***** Selection

Pearl Harbor: Into The Arizona Page #3
- Year:
- 2016
- 55 min
- 57 Views
Because when you're in the water,
you can only see a little part at a time,
but now we sort of have this overall look.
- This is kind of
really super.
- So you can see all those open hatches.
- It's super, super, super, yeah.
- Yeah?
- [Narrator] The damage
sustained in the attack
is not what Don has thought it to be
for the past 75 years.
- It's very surprising
that the starboard side
has been more blown away like this,
'cause that's where the explosion was.
(air raid siren blaring)
- [Narrator] Just minutes into the attack,
Battleship Row is engulfed
in fire and smoke.
High-altitude bombers attack the Arizona.
- The bomb bounded off
the number three turret,
went into the water, went through,
went right through the
fantail into the water.
And then we caught the big bomb.
- [Narrator] 10,000 feet above the harbor,
a Japanese B5N2 bomber has Stratton's ship
in the cross hairs.
At 8:
10 a.m., the Japanese commanderreleases the deadly
freight, a 1,760 pound bomb.
(ship exploding)
- Fireball probably went about
a thousand feet in the air.
- [Narrator] Close to a million pounds
of gunpowder detonates,
tearing the ship apart.

**********

- _Task to carry out_
From the Pearl Harbor transcript, reproduce the passage that begins with the words containing "- It's super, super, super, yeah." and ends with "raid siren blaring)". The rows that come next play no part in the work here.

***** Supplied records

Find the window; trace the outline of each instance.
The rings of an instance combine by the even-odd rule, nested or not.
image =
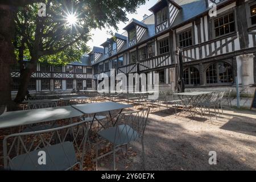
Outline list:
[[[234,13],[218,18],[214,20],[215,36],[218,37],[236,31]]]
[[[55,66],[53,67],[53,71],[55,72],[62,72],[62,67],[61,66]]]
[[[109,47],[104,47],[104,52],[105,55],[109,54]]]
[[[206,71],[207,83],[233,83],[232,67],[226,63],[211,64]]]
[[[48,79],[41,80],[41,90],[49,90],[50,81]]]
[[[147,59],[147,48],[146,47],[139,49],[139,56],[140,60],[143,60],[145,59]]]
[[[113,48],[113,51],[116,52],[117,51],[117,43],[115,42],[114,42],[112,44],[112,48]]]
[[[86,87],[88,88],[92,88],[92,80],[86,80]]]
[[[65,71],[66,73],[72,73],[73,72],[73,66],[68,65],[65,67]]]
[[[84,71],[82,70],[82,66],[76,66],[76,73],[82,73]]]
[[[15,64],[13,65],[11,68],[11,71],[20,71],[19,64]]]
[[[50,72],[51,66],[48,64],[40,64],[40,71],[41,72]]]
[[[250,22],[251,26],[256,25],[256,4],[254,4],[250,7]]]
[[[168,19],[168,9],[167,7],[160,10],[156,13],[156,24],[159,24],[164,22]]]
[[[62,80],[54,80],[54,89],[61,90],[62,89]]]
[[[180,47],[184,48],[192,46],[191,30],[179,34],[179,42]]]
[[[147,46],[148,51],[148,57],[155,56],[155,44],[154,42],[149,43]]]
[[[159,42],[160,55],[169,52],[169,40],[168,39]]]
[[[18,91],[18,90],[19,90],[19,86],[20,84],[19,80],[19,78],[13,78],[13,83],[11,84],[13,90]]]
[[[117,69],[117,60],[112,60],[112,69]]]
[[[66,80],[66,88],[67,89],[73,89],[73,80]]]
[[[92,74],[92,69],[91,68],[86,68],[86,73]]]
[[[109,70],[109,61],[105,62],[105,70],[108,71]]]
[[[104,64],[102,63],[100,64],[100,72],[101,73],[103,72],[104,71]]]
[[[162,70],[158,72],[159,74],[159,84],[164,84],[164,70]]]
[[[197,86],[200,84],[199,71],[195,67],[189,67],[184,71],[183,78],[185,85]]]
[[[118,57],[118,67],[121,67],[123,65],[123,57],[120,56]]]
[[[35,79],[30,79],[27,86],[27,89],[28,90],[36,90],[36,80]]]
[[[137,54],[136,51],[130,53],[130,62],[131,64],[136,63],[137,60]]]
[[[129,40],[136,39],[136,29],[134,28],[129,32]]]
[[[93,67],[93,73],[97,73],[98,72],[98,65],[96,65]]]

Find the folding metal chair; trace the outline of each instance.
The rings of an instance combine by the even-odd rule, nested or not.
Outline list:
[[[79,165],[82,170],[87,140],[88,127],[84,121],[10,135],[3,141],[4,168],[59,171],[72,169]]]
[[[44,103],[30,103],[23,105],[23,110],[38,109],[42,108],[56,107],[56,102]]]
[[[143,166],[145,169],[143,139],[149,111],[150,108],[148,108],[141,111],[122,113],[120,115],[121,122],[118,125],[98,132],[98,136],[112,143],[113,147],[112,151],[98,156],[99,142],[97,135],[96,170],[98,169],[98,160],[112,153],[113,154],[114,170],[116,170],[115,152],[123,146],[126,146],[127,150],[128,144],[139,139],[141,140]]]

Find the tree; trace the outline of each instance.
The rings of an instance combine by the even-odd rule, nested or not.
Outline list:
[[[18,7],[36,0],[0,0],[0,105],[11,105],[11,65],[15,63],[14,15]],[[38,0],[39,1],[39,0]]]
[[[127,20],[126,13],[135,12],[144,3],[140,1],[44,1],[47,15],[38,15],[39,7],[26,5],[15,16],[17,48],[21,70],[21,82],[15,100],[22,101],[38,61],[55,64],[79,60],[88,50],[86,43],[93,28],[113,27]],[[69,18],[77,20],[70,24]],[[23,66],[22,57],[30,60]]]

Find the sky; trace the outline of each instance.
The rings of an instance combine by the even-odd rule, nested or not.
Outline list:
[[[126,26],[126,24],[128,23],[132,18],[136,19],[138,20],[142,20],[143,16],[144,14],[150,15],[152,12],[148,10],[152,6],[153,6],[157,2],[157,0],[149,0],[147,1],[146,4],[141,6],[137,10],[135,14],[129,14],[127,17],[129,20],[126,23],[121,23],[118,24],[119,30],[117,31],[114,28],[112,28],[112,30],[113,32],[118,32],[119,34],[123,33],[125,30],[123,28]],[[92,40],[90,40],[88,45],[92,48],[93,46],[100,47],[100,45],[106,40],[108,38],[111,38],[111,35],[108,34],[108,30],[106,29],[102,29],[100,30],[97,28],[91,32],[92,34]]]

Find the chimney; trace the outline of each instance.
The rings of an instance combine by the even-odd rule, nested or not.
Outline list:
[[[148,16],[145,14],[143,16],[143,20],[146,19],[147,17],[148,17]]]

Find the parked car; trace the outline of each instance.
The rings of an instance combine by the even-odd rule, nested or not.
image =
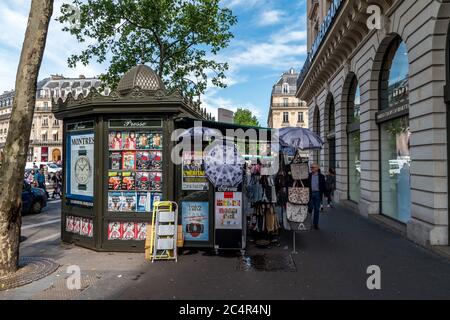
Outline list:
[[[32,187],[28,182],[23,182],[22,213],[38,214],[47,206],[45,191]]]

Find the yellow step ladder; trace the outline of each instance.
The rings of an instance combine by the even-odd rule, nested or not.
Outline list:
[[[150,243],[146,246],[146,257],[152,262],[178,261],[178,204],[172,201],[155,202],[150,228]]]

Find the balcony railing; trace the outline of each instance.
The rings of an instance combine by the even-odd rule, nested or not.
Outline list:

**********

- _Final answer_
- It's super, super, super, yeah.
- Yeah?
- [Narrator] The damage
sustained in the attack
is not what Don has thought it to be
for the past 75 years.
- It's very surprising
that the starboard side
has been more blown away like this,
'cause that's where the explosion was.
(air raid siren blaring)